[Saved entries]
*** Block opens ***

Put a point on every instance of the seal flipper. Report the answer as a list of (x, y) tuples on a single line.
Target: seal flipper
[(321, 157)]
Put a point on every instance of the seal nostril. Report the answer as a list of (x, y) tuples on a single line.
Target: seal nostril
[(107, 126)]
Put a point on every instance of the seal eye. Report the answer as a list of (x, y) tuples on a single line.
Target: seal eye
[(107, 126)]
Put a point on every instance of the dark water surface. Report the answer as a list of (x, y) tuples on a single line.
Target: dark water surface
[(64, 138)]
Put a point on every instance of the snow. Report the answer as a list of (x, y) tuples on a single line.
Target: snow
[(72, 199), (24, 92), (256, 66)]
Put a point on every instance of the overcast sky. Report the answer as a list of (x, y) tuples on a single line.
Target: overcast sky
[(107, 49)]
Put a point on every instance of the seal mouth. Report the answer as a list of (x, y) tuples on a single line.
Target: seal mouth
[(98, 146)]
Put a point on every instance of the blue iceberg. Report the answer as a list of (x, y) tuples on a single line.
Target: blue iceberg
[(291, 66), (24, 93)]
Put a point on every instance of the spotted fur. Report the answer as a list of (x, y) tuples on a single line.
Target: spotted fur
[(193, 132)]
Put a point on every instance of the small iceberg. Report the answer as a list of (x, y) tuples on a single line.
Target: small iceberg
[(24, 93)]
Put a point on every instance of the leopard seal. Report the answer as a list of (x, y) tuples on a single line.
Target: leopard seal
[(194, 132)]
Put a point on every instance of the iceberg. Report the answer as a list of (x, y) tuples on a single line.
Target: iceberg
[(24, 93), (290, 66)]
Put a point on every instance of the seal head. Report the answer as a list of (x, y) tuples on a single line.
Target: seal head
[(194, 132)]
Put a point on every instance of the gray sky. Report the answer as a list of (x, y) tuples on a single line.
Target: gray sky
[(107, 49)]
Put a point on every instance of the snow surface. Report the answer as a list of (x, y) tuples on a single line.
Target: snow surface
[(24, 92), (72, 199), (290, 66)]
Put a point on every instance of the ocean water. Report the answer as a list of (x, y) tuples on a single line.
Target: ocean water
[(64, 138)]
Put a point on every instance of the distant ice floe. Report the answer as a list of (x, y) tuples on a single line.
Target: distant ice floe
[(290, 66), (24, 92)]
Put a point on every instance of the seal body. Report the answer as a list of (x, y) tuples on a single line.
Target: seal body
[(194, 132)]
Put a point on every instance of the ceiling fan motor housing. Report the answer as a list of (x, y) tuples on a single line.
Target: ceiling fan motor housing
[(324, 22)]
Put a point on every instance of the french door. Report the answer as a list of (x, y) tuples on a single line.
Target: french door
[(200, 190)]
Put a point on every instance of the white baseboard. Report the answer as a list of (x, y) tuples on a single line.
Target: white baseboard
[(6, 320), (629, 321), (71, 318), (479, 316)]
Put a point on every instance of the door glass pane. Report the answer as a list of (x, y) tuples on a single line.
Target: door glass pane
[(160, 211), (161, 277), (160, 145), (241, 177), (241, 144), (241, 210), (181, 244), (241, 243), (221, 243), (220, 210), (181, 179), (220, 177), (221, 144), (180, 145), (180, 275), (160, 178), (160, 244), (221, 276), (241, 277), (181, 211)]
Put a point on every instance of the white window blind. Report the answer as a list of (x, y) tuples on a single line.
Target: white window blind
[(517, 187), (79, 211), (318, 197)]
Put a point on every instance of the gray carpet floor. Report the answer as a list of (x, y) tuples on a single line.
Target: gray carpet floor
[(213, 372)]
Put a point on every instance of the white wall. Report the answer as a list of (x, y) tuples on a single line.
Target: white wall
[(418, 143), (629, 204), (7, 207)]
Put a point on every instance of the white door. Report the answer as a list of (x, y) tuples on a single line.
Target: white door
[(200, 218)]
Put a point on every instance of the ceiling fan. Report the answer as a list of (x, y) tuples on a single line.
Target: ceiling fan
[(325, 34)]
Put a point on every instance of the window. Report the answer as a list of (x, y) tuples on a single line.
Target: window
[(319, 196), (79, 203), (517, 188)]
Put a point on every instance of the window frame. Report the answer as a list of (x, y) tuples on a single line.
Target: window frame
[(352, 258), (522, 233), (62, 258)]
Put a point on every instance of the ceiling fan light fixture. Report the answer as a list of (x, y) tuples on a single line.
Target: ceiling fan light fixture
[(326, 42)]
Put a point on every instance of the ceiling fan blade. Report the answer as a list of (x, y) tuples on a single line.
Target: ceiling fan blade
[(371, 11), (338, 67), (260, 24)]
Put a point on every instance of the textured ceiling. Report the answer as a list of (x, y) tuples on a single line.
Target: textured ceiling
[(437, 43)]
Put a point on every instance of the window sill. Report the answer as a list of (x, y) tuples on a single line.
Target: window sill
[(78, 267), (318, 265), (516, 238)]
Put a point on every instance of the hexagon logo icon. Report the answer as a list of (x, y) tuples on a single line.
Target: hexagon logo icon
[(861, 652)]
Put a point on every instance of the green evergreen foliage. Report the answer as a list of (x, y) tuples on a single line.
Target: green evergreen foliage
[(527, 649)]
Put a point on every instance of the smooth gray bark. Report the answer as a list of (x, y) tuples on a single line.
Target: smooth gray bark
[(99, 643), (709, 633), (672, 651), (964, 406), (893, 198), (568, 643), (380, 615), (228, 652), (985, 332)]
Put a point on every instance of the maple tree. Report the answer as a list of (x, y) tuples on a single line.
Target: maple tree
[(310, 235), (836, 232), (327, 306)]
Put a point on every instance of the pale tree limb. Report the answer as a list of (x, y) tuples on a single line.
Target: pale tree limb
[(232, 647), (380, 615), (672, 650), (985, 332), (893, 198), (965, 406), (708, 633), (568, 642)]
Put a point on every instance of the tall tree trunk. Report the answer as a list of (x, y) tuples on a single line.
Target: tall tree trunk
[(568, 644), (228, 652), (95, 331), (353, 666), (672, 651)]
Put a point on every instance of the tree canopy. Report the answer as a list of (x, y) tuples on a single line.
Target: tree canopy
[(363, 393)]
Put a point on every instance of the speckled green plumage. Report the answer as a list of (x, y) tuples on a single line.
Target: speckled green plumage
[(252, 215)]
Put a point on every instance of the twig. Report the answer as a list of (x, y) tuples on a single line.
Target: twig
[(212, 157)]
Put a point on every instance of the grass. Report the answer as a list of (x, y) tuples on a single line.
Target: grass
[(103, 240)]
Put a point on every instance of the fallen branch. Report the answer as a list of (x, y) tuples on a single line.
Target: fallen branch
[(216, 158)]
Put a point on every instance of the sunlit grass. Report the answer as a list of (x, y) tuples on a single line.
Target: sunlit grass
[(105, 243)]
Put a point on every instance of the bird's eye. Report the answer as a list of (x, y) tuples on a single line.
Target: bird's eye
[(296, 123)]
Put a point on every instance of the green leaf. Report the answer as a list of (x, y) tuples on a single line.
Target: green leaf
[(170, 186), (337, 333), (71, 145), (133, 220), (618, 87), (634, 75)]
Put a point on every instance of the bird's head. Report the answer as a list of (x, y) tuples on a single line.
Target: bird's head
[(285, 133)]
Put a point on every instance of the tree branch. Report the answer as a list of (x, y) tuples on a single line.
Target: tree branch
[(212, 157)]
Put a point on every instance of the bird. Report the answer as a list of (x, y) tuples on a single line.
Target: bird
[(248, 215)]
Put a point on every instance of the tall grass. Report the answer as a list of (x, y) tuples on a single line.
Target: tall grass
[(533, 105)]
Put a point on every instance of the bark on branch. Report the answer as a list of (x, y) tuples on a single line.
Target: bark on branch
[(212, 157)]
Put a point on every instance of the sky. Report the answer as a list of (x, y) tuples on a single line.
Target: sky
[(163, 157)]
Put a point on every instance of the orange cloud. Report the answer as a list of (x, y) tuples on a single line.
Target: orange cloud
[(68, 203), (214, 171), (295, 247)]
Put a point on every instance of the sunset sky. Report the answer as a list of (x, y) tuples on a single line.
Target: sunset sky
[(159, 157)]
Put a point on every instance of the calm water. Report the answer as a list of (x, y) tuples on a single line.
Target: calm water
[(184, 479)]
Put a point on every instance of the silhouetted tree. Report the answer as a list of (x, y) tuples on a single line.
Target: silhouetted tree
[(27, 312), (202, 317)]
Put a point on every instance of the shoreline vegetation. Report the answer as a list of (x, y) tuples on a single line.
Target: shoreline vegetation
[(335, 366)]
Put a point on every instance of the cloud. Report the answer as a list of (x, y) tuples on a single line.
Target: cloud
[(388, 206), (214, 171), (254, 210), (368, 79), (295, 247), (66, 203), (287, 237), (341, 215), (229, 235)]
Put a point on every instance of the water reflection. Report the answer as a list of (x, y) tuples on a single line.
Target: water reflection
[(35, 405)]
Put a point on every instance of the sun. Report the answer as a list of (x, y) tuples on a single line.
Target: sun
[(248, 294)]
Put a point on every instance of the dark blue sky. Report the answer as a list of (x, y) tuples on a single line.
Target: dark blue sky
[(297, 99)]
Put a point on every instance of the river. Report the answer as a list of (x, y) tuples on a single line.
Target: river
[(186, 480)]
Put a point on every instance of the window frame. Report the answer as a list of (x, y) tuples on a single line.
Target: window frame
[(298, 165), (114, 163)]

*** Block closes ***

→ Task goal
Would you copy out exactly the lines from the one holding "Target: silhouetted tree" through the end of the entries above, both ends included?

→ Output for this task
Target: silhouetted tree
[(27, 312), (202, 317)]
Put a point on every instance of the shoreline vegetation. Report the answer as a list of (x, y) tuples on a single line.
Target: shoreline vegetation
[(335, 366)]
Put a point on every instance of the cloud. Report the answer as a list of (x, y) tuples on a single line.
Target: cloud
[(388, 206), (214, 171), (254, 210), (368, 79), (295, 247), (66, 203), (287, 237), (341, 215), (229, 235)]
Put a point on every instance of the water reflection. Report the answer as a list of (x, y) tuples on a single line.
Target: water reflection
[(35, 405)]
Put a point on every instance of the sun. Report the answer as a list of (x, y) tuples on a single line.
Target: sun
[(248, 294)]
Put a point on every instance of the dark blue sky. Report the answer as a list of (x, y) tuples on a single line.
Target: dark blue sky
[(297, 99)]
Put a point on every instance of the river. Report the answer as a list of (x, y) tuples on a single line.
Target: river
[(186, 480)]
Put a point on every instance of the window frame. Report the answer as a list of (x, y) tuples on a single line.
Target: window frame
[(298, 165), (114, 163)]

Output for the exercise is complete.